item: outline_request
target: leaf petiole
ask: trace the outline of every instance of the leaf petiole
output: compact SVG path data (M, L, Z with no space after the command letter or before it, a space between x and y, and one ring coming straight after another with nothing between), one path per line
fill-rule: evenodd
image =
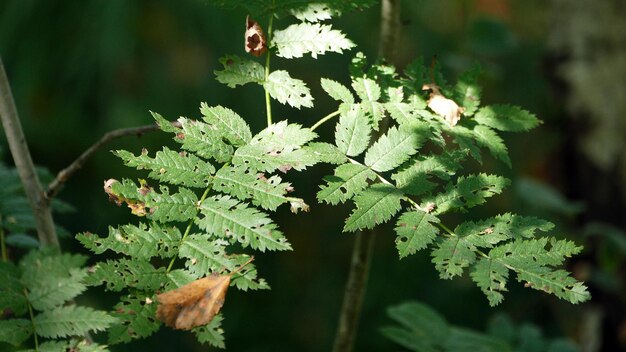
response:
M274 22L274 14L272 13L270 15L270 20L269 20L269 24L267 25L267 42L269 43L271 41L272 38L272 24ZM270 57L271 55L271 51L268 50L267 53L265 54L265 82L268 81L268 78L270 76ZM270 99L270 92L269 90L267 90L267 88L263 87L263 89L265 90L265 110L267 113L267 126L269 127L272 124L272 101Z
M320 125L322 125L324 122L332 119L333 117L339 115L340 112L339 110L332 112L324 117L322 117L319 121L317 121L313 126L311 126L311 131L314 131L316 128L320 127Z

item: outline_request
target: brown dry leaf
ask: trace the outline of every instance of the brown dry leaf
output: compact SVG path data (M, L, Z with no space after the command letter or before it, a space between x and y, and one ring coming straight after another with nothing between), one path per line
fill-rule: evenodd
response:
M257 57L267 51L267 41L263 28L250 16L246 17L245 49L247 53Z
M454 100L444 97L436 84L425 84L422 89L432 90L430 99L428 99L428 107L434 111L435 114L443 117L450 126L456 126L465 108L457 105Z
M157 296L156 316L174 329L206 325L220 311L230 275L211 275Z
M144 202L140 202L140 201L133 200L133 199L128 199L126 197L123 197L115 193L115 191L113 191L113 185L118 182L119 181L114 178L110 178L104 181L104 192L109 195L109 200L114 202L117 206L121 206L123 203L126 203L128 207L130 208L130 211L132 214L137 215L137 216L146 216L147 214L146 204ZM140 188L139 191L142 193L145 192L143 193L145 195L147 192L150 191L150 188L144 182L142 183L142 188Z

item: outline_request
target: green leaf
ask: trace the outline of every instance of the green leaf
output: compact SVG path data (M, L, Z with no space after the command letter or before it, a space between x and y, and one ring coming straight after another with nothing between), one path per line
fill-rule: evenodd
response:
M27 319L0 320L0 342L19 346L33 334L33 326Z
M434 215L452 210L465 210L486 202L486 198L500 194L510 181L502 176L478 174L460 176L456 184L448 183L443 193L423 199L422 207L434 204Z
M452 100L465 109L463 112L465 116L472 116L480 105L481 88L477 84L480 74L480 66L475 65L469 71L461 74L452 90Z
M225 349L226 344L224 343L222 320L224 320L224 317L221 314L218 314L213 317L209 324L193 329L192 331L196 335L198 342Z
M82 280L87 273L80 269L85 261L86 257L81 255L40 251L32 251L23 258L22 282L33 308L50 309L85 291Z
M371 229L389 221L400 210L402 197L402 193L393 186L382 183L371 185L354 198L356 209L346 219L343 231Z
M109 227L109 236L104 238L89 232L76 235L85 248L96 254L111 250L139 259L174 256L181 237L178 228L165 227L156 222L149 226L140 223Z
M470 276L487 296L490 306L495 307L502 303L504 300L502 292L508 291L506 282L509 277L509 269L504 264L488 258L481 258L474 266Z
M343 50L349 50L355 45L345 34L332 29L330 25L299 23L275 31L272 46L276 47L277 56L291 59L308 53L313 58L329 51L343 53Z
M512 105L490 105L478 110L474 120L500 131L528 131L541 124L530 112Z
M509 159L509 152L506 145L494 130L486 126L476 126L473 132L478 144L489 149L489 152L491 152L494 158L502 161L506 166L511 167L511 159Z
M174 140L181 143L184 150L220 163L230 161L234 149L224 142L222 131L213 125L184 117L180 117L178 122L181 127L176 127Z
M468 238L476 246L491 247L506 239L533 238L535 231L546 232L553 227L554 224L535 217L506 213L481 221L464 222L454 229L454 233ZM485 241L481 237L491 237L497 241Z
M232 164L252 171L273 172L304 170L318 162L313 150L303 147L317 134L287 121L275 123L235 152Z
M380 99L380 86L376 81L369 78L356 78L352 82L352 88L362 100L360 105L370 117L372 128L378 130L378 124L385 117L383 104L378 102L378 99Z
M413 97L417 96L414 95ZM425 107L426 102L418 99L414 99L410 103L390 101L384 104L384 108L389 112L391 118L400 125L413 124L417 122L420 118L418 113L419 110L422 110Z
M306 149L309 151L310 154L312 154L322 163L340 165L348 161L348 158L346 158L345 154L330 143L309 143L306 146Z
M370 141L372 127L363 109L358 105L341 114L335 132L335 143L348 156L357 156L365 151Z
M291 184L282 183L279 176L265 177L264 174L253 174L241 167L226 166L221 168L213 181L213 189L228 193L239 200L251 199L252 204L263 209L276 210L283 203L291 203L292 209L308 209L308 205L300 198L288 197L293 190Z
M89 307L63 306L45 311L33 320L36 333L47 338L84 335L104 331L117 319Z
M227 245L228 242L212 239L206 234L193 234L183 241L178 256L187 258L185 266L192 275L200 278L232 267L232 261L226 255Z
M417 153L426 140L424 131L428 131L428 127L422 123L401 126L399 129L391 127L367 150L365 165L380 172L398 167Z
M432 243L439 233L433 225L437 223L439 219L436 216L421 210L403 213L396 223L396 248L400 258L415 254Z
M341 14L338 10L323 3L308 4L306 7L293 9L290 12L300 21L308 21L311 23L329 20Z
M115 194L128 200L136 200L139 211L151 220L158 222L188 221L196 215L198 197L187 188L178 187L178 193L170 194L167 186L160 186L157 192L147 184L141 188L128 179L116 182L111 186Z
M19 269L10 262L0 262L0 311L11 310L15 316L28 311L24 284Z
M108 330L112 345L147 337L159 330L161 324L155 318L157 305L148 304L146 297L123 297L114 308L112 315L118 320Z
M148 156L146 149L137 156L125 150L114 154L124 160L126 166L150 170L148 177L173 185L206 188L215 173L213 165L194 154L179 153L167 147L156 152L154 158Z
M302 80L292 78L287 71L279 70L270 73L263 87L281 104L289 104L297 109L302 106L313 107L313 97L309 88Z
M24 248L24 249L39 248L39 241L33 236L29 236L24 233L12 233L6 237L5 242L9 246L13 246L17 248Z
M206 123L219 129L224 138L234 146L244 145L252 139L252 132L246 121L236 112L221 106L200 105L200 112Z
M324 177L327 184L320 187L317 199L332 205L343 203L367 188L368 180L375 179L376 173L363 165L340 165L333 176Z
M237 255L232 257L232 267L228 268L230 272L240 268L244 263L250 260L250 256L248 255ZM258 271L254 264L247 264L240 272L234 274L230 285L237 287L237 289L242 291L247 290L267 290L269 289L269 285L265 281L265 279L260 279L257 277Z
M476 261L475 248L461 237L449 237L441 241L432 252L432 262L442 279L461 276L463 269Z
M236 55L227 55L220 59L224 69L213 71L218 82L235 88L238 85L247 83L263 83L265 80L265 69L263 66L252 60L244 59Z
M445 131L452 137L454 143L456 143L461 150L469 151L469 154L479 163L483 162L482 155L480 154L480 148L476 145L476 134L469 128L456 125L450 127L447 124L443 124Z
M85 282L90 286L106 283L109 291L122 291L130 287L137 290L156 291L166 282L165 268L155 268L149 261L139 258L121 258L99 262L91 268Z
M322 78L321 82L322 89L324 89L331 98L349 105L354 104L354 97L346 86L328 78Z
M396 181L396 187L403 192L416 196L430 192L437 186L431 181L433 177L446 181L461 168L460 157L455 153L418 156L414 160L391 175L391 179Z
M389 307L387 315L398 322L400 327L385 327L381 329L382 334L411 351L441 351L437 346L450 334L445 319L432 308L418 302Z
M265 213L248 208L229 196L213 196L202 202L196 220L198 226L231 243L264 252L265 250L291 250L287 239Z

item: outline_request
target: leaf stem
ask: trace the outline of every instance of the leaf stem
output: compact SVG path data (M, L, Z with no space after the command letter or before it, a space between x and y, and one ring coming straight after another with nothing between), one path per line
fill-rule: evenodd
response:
+--
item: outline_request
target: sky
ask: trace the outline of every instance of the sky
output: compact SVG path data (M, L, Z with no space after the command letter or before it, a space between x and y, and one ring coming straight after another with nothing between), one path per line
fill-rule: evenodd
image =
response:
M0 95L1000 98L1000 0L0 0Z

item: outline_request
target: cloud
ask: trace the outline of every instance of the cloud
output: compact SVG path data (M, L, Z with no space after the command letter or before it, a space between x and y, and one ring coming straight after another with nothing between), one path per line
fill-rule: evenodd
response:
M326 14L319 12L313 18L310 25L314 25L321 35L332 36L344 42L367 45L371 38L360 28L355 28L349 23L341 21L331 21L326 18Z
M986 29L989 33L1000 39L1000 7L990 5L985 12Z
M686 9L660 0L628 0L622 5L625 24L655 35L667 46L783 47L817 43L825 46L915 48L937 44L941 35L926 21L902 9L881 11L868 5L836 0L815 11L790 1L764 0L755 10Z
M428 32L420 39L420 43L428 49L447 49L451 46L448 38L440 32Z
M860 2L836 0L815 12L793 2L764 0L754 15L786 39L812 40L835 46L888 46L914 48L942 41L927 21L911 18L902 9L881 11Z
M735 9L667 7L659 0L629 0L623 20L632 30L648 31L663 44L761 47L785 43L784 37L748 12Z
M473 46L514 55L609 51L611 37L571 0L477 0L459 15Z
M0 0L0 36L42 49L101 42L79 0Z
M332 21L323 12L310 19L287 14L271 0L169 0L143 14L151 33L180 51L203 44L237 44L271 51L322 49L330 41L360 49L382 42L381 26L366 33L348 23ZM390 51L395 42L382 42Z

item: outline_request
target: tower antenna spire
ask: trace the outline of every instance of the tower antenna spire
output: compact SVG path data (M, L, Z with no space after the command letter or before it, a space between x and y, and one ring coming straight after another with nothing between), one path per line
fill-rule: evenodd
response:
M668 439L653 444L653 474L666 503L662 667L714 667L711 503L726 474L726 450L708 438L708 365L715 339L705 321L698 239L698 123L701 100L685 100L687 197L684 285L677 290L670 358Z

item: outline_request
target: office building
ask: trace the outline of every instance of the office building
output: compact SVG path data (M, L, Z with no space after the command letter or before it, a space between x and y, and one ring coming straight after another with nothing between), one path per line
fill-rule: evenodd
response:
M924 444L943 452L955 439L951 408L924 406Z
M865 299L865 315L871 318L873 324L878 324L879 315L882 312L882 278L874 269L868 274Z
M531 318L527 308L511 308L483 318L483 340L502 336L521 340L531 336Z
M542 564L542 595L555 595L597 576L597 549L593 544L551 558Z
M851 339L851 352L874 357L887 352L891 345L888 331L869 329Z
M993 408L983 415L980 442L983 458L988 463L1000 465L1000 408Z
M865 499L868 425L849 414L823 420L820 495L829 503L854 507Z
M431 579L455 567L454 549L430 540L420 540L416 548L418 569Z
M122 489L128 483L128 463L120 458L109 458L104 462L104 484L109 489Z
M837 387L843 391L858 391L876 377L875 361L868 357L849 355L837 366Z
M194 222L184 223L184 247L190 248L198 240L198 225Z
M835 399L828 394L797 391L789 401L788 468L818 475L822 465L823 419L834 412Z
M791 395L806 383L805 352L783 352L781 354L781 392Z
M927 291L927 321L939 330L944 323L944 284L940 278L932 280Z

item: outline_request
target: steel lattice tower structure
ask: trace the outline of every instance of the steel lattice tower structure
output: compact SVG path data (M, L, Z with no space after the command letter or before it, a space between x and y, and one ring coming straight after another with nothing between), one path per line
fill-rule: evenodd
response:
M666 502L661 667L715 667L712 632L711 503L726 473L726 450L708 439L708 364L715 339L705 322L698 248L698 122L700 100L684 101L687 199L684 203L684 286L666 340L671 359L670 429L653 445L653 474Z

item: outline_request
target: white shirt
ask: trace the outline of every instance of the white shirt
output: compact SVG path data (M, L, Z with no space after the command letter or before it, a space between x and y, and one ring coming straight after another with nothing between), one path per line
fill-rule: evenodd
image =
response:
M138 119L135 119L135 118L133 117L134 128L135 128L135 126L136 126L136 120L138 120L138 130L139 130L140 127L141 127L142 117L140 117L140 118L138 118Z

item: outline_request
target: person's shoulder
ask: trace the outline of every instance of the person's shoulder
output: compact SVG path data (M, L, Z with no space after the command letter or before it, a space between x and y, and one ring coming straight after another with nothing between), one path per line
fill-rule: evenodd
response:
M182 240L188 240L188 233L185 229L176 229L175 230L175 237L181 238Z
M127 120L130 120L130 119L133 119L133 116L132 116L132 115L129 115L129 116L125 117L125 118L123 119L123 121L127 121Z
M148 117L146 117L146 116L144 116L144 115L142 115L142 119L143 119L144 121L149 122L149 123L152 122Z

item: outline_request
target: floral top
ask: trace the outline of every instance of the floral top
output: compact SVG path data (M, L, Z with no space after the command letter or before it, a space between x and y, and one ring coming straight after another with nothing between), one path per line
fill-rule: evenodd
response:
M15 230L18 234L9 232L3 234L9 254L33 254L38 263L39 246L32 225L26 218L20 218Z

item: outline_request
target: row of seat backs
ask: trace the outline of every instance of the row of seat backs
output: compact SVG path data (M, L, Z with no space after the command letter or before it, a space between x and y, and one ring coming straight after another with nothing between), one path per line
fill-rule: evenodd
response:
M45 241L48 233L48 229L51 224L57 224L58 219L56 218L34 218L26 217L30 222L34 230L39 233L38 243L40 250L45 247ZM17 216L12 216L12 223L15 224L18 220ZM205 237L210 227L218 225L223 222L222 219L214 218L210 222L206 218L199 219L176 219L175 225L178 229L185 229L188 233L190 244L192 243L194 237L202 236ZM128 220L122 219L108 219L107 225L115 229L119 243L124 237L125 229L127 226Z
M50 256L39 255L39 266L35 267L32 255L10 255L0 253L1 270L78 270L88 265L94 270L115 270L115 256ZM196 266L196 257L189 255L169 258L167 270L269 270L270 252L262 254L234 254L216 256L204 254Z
+--
YOUR OBJECTIVE: Using the records above, give the count of lines with the word "shoulder", and write nothing more.

ANSWER SECTION: 2